§ 出典の抜粋
^^^^

ホリス博士によれば、「これらの有機化合物は生命の構成要素である可能性」があるという。ただし、岩石サンプルを詳しく分析してみない限り、確かなことはわからないとのことだ。

 果たして火星には生命体が存在したのだろうか?

 それはもう少し先の話になるだろう。NASAとESAは、火星のサンプルを地球に持ち帰る「マーズ・サンプル・リターン・ミッション」を進めている。

 だが、それまで火星のサンプルは、特殊な容器に収められて大切に保管されることになる。

New Perseverance Mars rock samples 'most important' of mission

かつて火星には有機物が豊富に存在していた

 ジェゼロ・クレーターの火成岩の中から有機化合物が発見されたことは、また別の意味でも大きなニュースだ。

 じつは以前、火星のエリシウム平原にある「ゲール・クレーター」でも同じく有機物が発見されている。

 まったく別の場所で同じような物質が見つかったという事実は、火星ではそれがごく普通に存在しただろうことを想像させるのだ。

^^^^

§ データセットの記録
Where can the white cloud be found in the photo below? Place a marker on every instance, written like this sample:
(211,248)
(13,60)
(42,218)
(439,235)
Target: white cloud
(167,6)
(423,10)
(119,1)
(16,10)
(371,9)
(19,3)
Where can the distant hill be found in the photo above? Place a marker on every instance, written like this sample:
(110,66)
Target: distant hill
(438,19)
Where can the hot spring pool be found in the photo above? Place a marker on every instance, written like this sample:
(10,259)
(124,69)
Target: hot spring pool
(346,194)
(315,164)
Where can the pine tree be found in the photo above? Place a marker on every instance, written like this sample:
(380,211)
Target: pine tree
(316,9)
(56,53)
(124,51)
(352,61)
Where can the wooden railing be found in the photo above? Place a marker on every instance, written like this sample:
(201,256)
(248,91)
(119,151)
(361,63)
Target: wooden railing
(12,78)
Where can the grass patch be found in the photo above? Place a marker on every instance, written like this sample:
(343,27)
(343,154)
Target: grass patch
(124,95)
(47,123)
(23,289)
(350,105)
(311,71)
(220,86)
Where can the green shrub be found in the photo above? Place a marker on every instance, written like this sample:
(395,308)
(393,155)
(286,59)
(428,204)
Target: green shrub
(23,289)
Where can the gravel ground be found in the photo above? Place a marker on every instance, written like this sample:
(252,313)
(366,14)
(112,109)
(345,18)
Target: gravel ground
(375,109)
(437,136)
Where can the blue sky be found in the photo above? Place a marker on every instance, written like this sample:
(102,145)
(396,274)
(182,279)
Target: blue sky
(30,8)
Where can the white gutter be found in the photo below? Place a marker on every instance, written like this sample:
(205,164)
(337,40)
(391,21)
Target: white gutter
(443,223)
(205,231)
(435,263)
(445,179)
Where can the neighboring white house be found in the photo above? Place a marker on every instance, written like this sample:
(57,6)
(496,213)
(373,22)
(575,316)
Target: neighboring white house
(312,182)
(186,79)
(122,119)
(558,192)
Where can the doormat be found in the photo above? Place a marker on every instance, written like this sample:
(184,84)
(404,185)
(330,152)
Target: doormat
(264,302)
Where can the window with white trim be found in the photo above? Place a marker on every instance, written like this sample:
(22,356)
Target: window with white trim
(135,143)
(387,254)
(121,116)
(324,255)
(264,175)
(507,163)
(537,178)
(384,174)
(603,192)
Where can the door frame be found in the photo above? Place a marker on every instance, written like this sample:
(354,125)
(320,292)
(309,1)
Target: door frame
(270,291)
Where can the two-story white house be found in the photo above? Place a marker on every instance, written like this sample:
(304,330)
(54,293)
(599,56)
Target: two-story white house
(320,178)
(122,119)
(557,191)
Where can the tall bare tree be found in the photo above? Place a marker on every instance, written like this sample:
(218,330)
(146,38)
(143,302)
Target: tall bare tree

^^^^

§ 取り組む課題
A – 火星探査の文章に出てくる火星上の地名をすべて挙げよ。
B – 記録のうち「Where can the door frame」を含む行から記録の最後の行まで、両端の行も含めてすべてそのまま書き写せ。
記録は火星探査の文章とは何の関係もない。

§ 課題別の解答
A – ジェゼロ・クレーター、エリシウム平原、ゲール・クレーター

B –
Where can the door frame be found in the photo above? Place a marker on every instance, written like this sample:
(354,125)
(320,292)
(309,1)
Target: door frame
(270,291)
Where can the two-story white house be found in the photo above? Place a marker on every instance, written like this sample:
(304,330)
(54,293)
(599,56)
Target: two-story white house
(320,178)
(122,119)
(557,191)
Where can the tall bare tree be found in the photo above? Place a marker on every instance, written like this sample:
(218,330)
(146,38)
(143,302)
Target: tall bare tree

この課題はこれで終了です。